◆ Segmentation mask data ◆
⟨

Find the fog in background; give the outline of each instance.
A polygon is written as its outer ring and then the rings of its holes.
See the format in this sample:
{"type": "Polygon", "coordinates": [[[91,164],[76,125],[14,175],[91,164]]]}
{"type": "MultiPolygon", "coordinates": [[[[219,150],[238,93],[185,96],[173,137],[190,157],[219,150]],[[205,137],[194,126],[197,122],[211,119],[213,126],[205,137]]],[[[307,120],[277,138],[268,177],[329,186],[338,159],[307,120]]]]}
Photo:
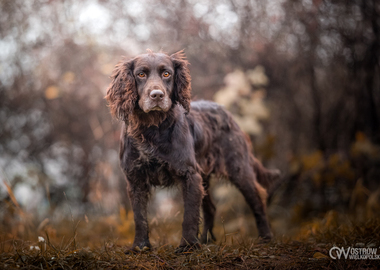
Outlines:
{"type": "MultiPolygon", "coordinates": [[[[14,229],[20,209],[37,225],[130,211],[120,123],[103,97],[122,56],[148,48],[184,49],[193,99],[226,106],[255,155],[283,172],[269,207],[275,231],[331,211],[379,215],[378,1],[4,0],[2,230],[24,233],[14,229]]],[[[244,200],[215,186],[217,216],[242,228],[244,200]]],[[[157,193],[152,212],[180,211],[177,193],[157,193]]]]}

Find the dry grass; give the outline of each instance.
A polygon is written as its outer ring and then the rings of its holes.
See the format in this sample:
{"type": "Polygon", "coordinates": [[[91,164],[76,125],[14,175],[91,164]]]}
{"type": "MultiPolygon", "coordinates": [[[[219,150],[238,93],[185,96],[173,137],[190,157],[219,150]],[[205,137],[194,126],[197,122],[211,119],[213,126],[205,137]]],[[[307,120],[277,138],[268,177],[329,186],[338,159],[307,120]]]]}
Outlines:
{"type": "MultiPolygon", "coordinates": [[[[125,254],[133,231],[126,221],[113,217],[66,220],[47,224],[25,238],[2,234],[0,269],[378,269],[380,260],[333,260],[334,246],[380,245],[379,220],[354,223],[329,213],[301,226],[292,237],[267,244],[240,233],[225,234],[221,241],[201,250],[177,255],[175,241],[156,239],[154,249],[125,254]],[[86,222],[87,221],[87,222],[86,222]],[[55,229],[54,229],[55,227],[55,229]],[[38,242],[37,234],[45,242],[38,242]],[[124,236],[123,236],[124,235],[124,236]],[[116,237],[120,237],[119,240],[116,237]],[[33,240],[33,241],[32,241],[33,240]],[[161,244],[160,244],[161,242],[161,244]],[[36,249],[36,247],[38,247],[36,249]]],[[[156,235],[180,234],[179,222],[156,222],[156,235]]],[[[154,239],[152,239],[154,240],[154,239]]],[[[378,251],[378,254],[380,252],[378,251]]]]}
{"type": "Polygon", "coordinates": [[[19,206],[10,188],[8,192],[12,196],[3,201],[1,213],[0,269],[380,268],[380,260],[329,257],[333,246],[372,247],[379,249],[380,255],[380,219],[376,217],[363,222],[330,211],[302,224],[278,217],[271,222],[277,237],[262,244],[254,237],[252,227],[247,230],[242,226],[254,223],[250,212],[235,209],[229,217],[224,211],[224,218],[218,215],[216,219],[217,243],[178,255],[174,250],[181,237],[182,210],[176,209],[176,214],[150,218],[152,251],[125,254],[134,235],[131,211],[121,208],[118,214],[109,216],[74,218],[69,208],[69,218],[53,220],[52,215],[52,220],[40,221],[19,206]],[[284,231],[288,234],[279,236],[284,231]]]}

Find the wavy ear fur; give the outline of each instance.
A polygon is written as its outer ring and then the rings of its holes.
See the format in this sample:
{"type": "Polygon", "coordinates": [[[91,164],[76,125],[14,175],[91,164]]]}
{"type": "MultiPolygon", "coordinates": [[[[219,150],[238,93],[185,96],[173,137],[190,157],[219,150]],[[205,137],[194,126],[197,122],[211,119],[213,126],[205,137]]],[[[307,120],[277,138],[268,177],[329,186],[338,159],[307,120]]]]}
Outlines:
{"type": "Polygon", "coordinates": [[[189,62],[183,50],[170,56],[174,65],[174,92],[173,103],[179,103],[186,110],[190,111],[191,101],[191,76],[188,68],[189,62]]]}
{"type": "Polygon", "coordinates": [[[133,112],[138,98],[133,68],[134,60],[117,64],[105,96],[111,114],[123,121],[128,120],[128,115],[133,112]]]}

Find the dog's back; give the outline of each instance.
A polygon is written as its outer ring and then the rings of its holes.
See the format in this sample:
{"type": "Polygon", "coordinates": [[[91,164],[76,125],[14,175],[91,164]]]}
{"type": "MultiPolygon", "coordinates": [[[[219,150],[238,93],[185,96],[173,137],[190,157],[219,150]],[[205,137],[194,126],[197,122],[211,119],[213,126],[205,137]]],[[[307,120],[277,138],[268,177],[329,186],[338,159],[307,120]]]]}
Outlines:
{"type": "Polygon", "coordinates": [[[248,166],[254,170],[260,185],[268,192],[273,191],[280,172],[267,170],[252,155],[249,137],[223,106],[211,101],[193,101],[187,120],[204,178],[211,173],[231,178],[235,170],[248,166]]]}

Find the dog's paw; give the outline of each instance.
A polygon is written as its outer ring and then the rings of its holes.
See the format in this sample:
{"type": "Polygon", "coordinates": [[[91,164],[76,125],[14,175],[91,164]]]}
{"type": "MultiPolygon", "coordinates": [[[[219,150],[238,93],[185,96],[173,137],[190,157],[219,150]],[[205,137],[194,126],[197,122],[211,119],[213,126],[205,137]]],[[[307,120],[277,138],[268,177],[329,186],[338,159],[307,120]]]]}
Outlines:
{"type": "Polygon", "coordinates": [[[140,248],[139,246],[132,247],[131,249],[127,249],[124,253],[125,254],[139,254],[139,253],[145,253],[152,250],[151,246],[143,246],[143,248],[140,248]]]}
{"type": "Polygon", "coordinates": [[[175,254],[184,254],[184,253],[191,253],[197,249],[200,249],[201,245],[199,243],[194,243],[194,244],[188,244],[185,246],[179,246],[175,249],[174,253],[175,254]]]}
{"type": "Polygon", "coordinates": [[[272,239],[273,239],[273,235],[272,234],[268,234],[268,235],[265,235],[265,236],[260,236],[259,237],[259,244],[269,243],[270,241],[272,241],[272,239]]]}

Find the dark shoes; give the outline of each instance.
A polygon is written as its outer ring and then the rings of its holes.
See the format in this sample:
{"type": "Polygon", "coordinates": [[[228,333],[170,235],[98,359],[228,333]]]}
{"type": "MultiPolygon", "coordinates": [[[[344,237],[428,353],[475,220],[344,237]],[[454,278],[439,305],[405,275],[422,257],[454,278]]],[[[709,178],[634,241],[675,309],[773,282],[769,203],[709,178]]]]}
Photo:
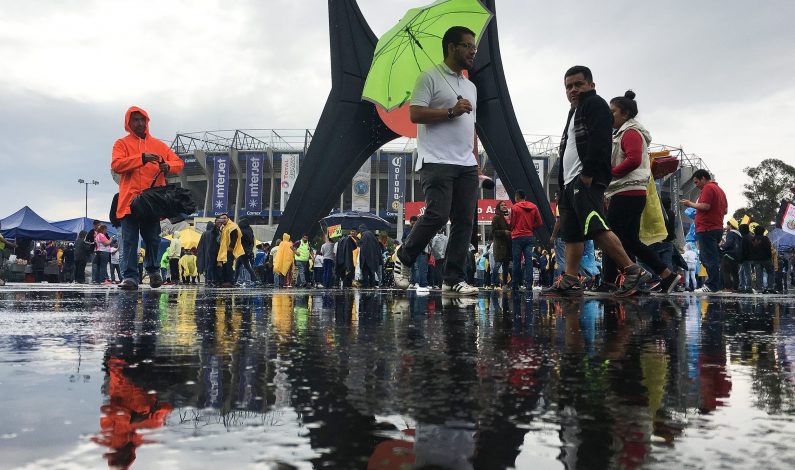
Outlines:
{"type": "Polygon", "coordinates": [[[593,295],[593,296],[611,295],[613,292],[615,292],[615,290],[616,286],[608,282],[603,282],[598,286],[594,287],[593,289],[586,289],[584,294],[593,295]]]}
{"type": "Polygon", "coordinates": [[[637,264],[624,269],[619,275],[618,289],[613,292],[616,297],[630,297],[638,292],[644,284],[651,282],[651,274],[637,264]]]}
{"type": "Polygon", "coordinates": [[[149,287],[151,287],[152,289],[157,289],[162,285],[163,285],[163,278],[160,276],[160,273],[149,274],[149,287]]]}
{"type": "Polygon", "coordinates": [[[547,297],[559,295],[564,297],[573,297],[582,295],[582,292],[582,283],[580,282],[579,277],[563,274],[555,280],[554,284],[542,290],[541,296],[547,297]]]}
{"type": "Polygon", "coordinates": [[[138,283],[133,279],[125,279],[119,283],[121,290],[138,290],[138,283]]]}
{"type": "Polygon", "coordinates": [[[660,294],[670,294],[671,292],[676,289],[676,286],[679,285],[679,281],[682,280],[682,276],[676,273],[671,273],[670,276],[666,277],[660,283],[652,289],[652,292],[658,292],[660,294]]]}

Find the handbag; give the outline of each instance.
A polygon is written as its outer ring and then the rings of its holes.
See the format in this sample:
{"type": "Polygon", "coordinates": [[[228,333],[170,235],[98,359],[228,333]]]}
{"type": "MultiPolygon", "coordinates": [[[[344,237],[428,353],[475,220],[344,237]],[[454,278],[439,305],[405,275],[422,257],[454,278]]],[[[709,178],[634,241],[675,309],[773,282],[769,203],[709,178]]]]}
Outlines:
{"type": "Polygon", "coordinates": [[[651,152],[649,159],[651,160],[651,174],[656,180],[670,175],[679,168],[679,158],[672,157],[669,150],[651,152]]]}
{"type": "Polygon", "coordinates": [[[184,217],[196,211],[190,190],[175,184],[155,187],[157,178],[162,171],[158,171],[152,184],[141,194],[135,196],[130,203],[130,212],[139,220],[145,219],[171,219],[184,217]]]}

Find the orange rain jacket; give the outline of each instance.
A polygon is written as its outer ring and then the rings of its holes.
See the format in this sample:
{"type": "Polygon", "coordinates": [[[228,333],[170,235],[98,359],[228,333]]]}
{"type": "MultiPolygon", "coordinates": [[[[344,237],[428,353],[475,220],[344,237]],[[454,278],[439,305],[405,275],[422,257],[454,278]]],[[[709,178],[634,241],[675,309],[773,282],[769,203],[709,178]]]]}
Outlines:
{"type": "MultiPolygon", "coordinates": [[[[143,109],[132,106],[124,115],[124,130],[129,132],[126,137],[122,137],[113,144],[113,159],[110,168],[114,173],[121,175],[119,182],[119,205],[116,208],[116,217],[130,214],[130,203],[135,196],[141,194],[144,189],[152,185],[152,180],[160,168],[157,163],[149,162],[144,165],[143,154],[152,153],[163,157],[169,165],[169,173],[176,174],[182,171],[185,163],[176,153],[162,141],[149,134],[149,115],[143,109]],[[130,115],[138,111],[146,117],[146,138],[141,139],[130,129],[130,115]]],[[[166,184],[165,175],[157,177],[155,186],[166,184]]]]}

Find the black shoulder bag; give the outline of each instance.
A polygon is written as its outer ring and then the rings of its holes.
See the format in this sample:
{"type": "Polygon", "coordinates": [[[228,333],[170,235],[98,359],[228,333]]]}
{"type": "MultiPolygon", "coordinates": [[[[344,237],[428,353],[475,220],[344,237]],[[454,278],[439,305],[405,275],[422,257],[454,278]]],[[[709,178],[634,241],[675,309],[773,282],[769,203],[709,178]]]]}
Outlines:
{"type": "Polygon", "coordinates": [[[155,187],[162,173],[158,171],[149,188],[130,203],[133,217],[139,220],[184,218],[196,211],[189,189],[175,184],[155,187]]]}

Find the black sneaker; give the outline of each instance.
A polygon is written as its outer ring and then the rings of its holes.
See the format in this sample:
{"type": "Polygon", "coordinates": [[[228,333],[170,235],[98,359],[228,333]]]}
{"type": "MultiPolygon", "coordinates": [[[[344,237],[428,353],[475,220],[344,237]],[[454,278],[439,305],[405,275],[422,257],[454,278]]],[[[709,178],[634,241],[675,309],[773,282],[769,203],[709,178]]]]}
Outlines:
{"type": "Polygon", "coordinates": [[[152,289],[157,289],[162,285],[163,285],[163,278],[160,276],[160,273],[149,274],[149,287],[151,287],[152,289]]]}
{"type": "Polygon", "coordinates": [[[603,282],[603,283],[599,284],[598,286],[596,286],[596,287],[594,287],[592,289],[585,289],[583,291],[583,294],[592,295],[592,296],[599,296],[599,295],[605,295],[605,294],[612,294],[613,291],[615,291],[615,290],[616,290],[616,286],[614,286],[613,284],[607,283],[607,282],[603,282]]]}
{"type": "Polygon", "coordinates": [[[670,294],[671,292],[676,289],[676,286],[679,285],[679,281],[682,280],[682,276],[676,273],[672,273],[670,276],[666,277],[660,283],[652,289],[652,292],[660,293],[660,294],[670,294]]]}
{"type": "Polygon", "coordinates": [[[119,283],[121,290],[138,290],[138,283],[134,279],[125,279],[119,283]]]}
{"type": "Polygon", "coordinates": [[[558,277],[555,280],[555,283],[552,284],[550,287],[541,291],[541,296],[553,296],[559,295],[564,297],[571,297],[582,295],[582,283],[580,282],[580,278],[577,276],[570,276],[568,274],[563,274],[562,276],[558,277]]]}
{"type": "Polygon", "coordinates": [[[624,269],[624,272],[619,275],[619,279],[618,289],[613,292],[613,295],[629,297],[638,292],[643,284],[651,282],[651,274],[637,264],[633,264],[624,269]]]}

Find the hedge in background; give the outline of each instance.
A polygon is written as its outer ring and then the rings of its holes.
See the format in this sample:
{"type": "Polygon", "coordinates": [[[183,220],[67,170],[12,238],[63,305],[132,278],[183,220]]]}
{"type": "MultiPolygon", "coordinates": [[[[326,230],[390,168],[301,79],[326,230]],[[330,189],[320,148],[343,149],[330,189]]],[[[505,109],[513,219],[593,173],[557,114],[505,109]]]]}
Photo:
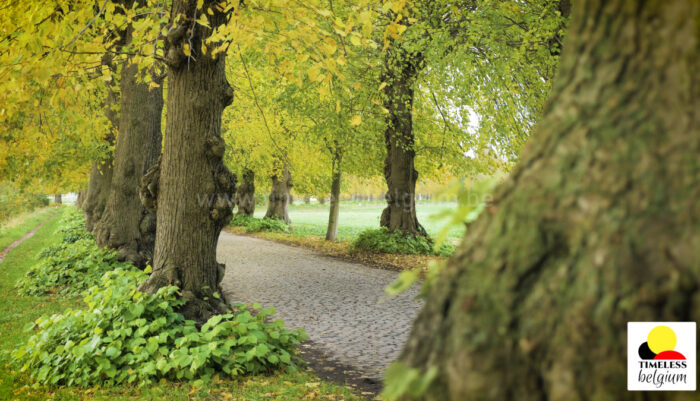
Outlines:
{"type": "Polygon", "coordinates": [[[260,231],[289,232],[289,226],[281,220],[267,217],[256,219],[245,214],[236,215],[230,224],[234,227],[243,227],[249,233],[260,231]]]}
{"type": "Polygon", "coordinates": [[[442,245],[435,250],[430,238],[406,235],[393,232],[382,227],[361,232],[352,243],[354,250],[377,253],[399,253],[405,255],[440,255],[449,256],[454,252],[454,246],[442,245]]]}

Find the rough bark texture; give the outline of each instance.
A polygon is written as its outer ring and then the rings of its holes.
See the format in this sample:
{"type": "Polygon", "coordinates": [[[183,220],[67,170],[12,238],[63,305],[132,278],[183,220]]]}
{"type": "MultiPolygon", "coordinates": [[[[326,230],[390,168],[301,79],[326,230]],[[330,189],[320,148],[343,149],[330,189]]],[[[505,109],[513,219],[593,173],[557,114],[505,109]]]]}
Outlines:
{"type": "Polygon", "coordinates": [[[282,220],[289,224],[292,221],[289,219],[289,203],[291,195],[289,191],[292,189],[292,175],[289,169],[285,168],[282,173],[273,175],[272,188],[270,196],[267,197],[267,213],[265,217],[270,219],[282,220]]]}
{"type": "MultiPolygon", "coordinates": [[[[216,4],[203,3],[202,10],[213,11],[212,28],[226,22],[216,4]]],[[[212,59],[199,52],[212,31],[194,22],[196,12],[196,1],[173,2],[166,49],[168,115],[163,155],[147,173],[142,190],[146,202],[157,208],[153,273],[140,290],[152,293],[166,285],[180,287],[187,300],[180,312],[203,322],[227,310],[214,296],[214,292],[222,294],[219,283],[224,276],[224,265],[216,261],[216,244],[232,216],[236,178],[222,162],[221,114],[233,100],[226,81],[226,54],[212,59]],[[184,18],[176,20],[179,15],[184,18]],[[185,56],[185,44],[191,46],[192,57],[185,56]]]]}
{"type": "MultiPolygon", "coordinates": [[[[114,62],[109,54],[103,57],[102,64],[113,71],[115,69],[114,62]]],[[[105,141],[110,147],[114,145],[114,132],[117,130],[117,127],[119,127],[119,113],[117,112],[118,107],[116,107],[118,103],[119,95],[114,88],[109,87],[104,100],[103,109],[105,116],[112,125],[112,131],[105,135],[105,141]]],[[[85,200],[82,203],[82,210],[85,214],[85,228],[88,231],[93,231],[95,229],[95,224],[102,218],[102,213],[107,204],[107,197],[112,187],[113,165],[114,154],[112,152],[109,153],[105,160],[92,163],[90,181],[88,182],[85,200]]]]}
{"type": "Polygon", "coordinates": [[[700,320],[700,5],[574,2],[544,118],[435,283],[400,360],[425,400],[628,392],[628,321],[700,320]]]}
{"type": "Polygon", "coordinates": [[[110,154],[104,161],[92,164],[90,182],[85,202],[83,202],[85,229],[91,232],[95,229],[95,224],[102,218],[107,204],[107,196],[112,184],[112,163],[113,155],[110,154]]]}
{"type": "Polygon", "coordinates": [[[416,217],[416,180],[413,149],[413,86],[423,64],[421,54],[409,53],[398,42],[390,46],[385,56],[384,82],[389,110],[384,131],[386,159],[384,178],[388,191],[387,207],[382,211],[380,225],[407,235],[428,236],[416,217]]]}
{"type": "Polygon", "coordinates": [[[338,239],[338,215],[340,214],[340,162],[341,156],[336,154],[333,158],[331,172],[331,209],[328,212],[328,228],[326,229],[326,241],[338,239]]]}
{"type": "Polygon", "coordinates": [[[236,215],[252,216],[255,213],[255,172],[246,169],[241,178],[241,185],[236,190],[235,202],[238,206],[236,215]]]}
{"type": "Polygon", "coordinates": [[[141,177],[160,154],[163,89],[149,90],[148,84],[137,82],[137,74],[137,66],[130,59],[125,61],[112,187],[95,226],[95,238],[101,247],[116,249],[120,260],[143,268],[153,260],[156,215],[141,204],[138,189],[141,177]]]}
{"type": "Polygon", "coordinates": [[[53,203],[55,203],[57,205],[60,205],[63,203],[63,197],[61,196],[61,194],[55,194],[53,196],[53,203]]]}

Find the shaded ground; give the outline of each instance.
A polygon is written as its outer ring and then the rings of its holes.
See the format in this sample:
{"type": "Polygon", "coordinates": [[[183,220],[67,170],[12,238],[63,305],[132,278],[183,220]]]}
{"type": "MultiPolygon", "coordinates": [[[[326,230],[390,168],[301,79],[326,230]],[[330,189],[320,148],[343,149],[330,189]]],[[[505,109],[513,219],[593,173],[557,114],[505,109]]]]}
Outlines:
{"type": "Polygon", "coordinates": [[[222,232],[218,259],[230,300],[274,306],[289,327],[309,333],[303,348],[319,375],[346,377],[361,390],[378,389],[421,306],[415,286],[383,301],[396,272],[303,248],[222,232]]]}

⟩

◆ Task requirements ◆
Say the number of lines above that include "black", and only that.

◆ Problem solution ◆
2